▶ TASK BRIEF:
Quote every line below exactly and skip any picture.

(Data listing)
--------
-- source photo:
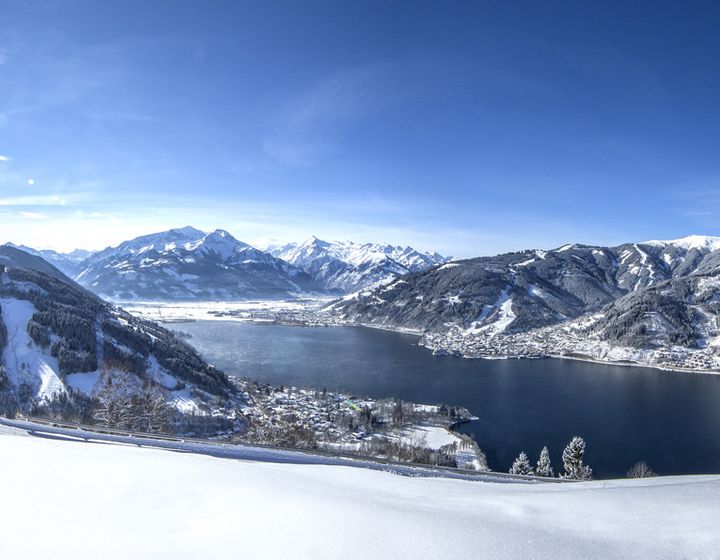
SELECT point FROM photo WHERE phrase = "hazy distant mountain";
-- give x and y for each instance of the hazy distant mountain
(347, 267)
(189, 264)
(654, 291)
(68, 263)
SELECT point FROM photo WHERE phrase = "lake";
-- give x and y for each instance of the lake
(625, 414)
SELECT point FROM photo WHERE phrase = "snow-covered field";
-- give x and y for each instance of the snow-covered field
(68, 499)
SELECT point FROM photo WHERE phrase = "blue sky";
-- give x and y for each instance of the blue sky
(470, 128)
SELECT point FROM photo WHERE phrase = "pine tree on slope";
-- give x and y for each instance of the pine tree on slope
(521, 465)
(544, 467)
(573, 460)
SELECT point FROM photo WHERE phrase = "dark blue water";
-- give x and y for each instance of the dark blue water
(669, 420)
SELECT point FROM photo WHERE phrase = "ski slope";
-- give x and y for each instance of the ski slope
(71, 499)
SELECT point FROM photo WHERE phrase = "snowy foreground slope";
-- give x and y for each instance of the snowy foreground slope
(83, 500)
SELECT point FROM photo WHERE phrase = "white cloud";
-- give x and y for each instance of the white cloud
(33, 215)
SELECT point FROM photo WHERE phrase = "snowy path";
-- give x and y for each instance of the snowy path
(259, 453)
(119, 501)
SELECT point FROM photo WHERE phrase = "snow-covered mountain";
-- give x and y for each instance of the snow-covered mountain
(67, 263)
(189, 264)
(347, 267)
(648, 287)
(59, 343)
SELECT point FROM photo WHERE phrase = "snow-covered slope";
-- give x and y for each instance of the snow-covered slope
(67, 263)
(347, 267)
(188, 264)
(59, 343)
(518, 292)
(175, 505)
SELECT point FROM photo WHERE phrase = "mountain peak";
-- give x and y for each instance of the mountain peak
(690, 242)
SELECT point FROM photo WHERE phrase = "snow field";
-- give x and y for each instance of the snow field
(116, 501)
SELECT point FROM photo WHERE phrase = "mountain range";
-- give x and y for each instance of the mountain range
(348, 267)
(59, 343)
(189, 264)
(645, 295)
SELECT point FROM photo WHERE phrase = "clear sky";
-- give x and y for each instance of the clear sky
(470, 128)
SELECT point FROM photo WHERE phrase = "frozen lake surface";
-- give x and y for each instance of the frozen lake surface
(626, 414)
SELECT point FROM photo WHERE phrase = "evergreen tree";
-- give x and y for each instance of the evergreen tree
(573, 460)
(544, 467)
(640, 470)
(521, 465)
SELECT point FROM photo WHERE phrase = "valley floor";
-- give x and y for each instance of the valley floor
(69, 499)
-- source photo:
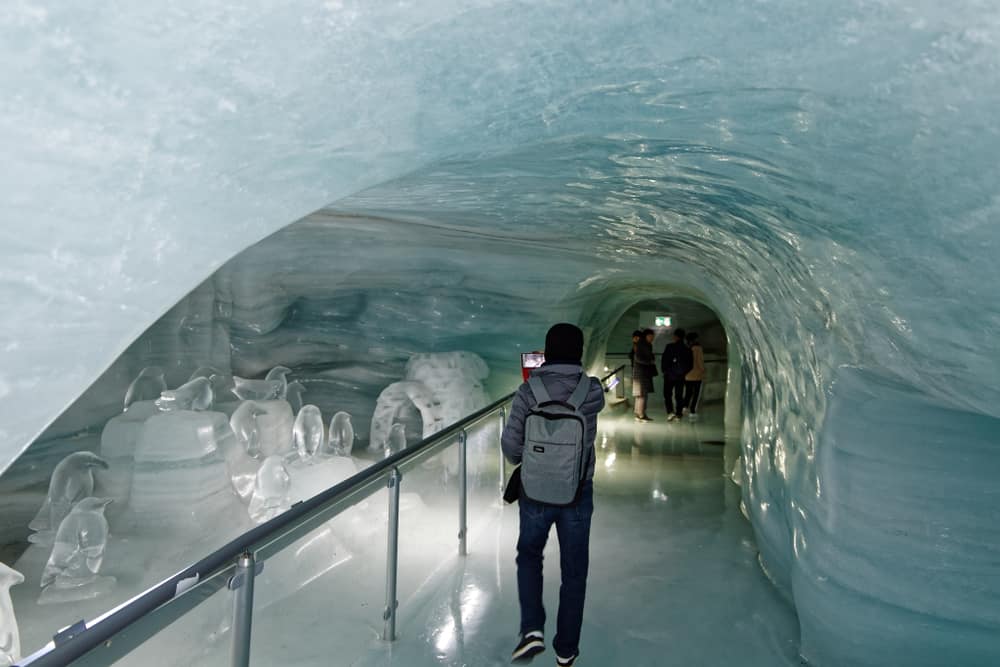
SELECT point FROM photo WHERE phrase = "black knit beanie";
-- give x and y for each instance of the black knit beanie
(564, 344)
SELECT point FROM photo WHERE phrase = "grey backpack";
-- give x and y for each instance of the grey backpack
(554, 462)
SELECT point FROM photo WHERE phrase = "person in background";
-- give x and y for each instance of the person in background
(694, 377)
(561, 373)
(675, 363)
(643, 371)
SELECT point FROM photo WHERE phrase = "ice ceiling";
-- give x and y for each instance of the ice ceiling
(823, 175)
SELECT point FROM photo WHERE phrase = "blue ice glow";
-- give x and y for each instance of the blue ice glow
(823, 176)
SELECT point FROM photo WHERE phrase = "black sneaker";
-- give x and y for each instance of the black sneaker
(531, 644)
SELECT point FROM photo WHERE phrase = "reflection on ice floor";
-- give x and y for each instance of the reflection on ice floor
(674, 578)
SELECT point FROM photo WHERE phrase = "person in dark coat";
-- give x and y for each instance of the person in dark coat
(675, 363)
(643, 371)
(561, 373)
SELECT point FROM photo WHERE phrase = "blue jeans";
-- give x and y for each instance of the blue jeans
(573, 530)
--------
▶ WRITTEN ANSWER:
-- source photo:
SELECT point FROM photo WHERE phrase = "hazy distant mountain";
-- give x and y for each instance of the hazy distant mountain
(347, 267)
(189, 264)
(654, 291)
(68, 263)
SELECT point FROM photo WHERE phrase = "lake";
-- give x and y for each instance of the lake
(625, 414)
SELECT point FROM photo WHERE phrase = "snow-covered field";
-- give x and y for each instance of the snow-covered field
(68, 499)
SELECT point FROM photo WHERE phrase = "blue sky";
-- give x and y for each instance of the blue sky
(470, 128)
SELECT point FROM photo WHERE phrase = "pine tree on slope";
-- give x and y for each instance of the pine tree on slope
(521, 465)
(544, 467)
(573, 460)
SELECT point FROM photo WHERE phrase = "dark blue water";
-- give x and y for each instance of the dark blue water
(669, 420)
SELECT point FROM photo WHERE phrase = "ski slope";
-- give x and y for each instance of the ski slope
(71, 499)
SELECT point FROM photo WHERE phrase = "snowy foreground slope";
-- give x and y for each instance of the snowy foreground slope
(83, 500)
SELECT point FROM photo WHERE phrase = "white cloud";
-- give x and y for each instance of the white cloud
(33, 215)
SELECT point FROM photo WHERE phrase = "snowy path";
-- give x and y for each instance of the snowy path
(259, 453)
(119, 501)
SELECT point FROM photo WHERE phrase = "snow-covered mountain";
-- give x and y for each instance of the snow-covered mountain
(67, 263)
(189, 264)
(347, 267)
(648, 287)
(59, 343)
SELECT point FROM photo WHERE phrase = "snow-covered slope";
-- give x and y for each instance of the snow-covered slope
(67, 263)
(347, 267)
(188, 264)
(59, 343)
(518, 292)
(175, 505)
SELECT point FROM photo WHERE phrase = "mountain peak";
-- give x and y for each instance of the mountain peak
(690, 242)
SELECT point FROM photo WHERE phrase = "snow field";
-- give x and y for each instance of the snow field
(116, 501)
SELECT point FROM photo WHERE phrase = "mountain range";
-- give x and y for each instance of the mountain range
(348, 267)
(59, 343)
(189, 264)
(645, 295)
SELECT point FROM photo WHERE phrase = "clear sky";
-- give x and y for each instance of the clear sky
(470, 128)
SELECT point FROM photo WHERE phrase = "frozen lake surface";
-- give x and y for each instance of the frozen lake surface
(626, 414)
SELECT point FROM photo WHERE phrase = "evergreen tree";
-- give x and y for each instance of the evergreen tree
(573, 460)
(544, 467)
(640, 470)
(521, 465)
SELECT point FROM photo WHERE phrase = "valley floor";
-- give x and y for each instance of the valley floor
(69, 499)
-- source photo:
SELECT point FROM photo WHERE phrase = "black knit beanie";
-- give x and y for each instance of the black knit beanie
(564, 344)
SELECT point FROM photo WHERE phrase = "grey backpack";
-- give x and y for each instance of the grey backpack
(554, 462)
SELECT point FROM photo WHERE phrase = "person in background";
-- give x and y for each instance of the person in background
(694, 377)
(561, 373)
(675, 363)
(643, 371)
SELECT point FROM photo WHERE phrase = "ice ceiling";
-- give x and y for each instance of the ice ceiling
(823, 175)
SELECT point FROM photo WHERE phrase = "blue ice glow";
-- give x and y for each instance of the blue ice glow
(823, 176)
SELECT point FROM photo WHERE phrase = "black sneaker";
-- give x and y for each instance of the black sneaker
(531, 644)
SELECT point FROM photo WHERE phrase = "reflection on ice floor";
-- give x and y for each instance of the reflection on ice floor
(674, 578)
SELECT point FROM photo WHERE phrase = "person in dark coat";
-- give x and y for each instance of the person in dark coat
(675, 363)
(643, 371)
(561, 373)
SELECT point FROM photo WHERE phrase = "blue jeans";
-- give x and y for each instance of the blue jeans
(573, 530)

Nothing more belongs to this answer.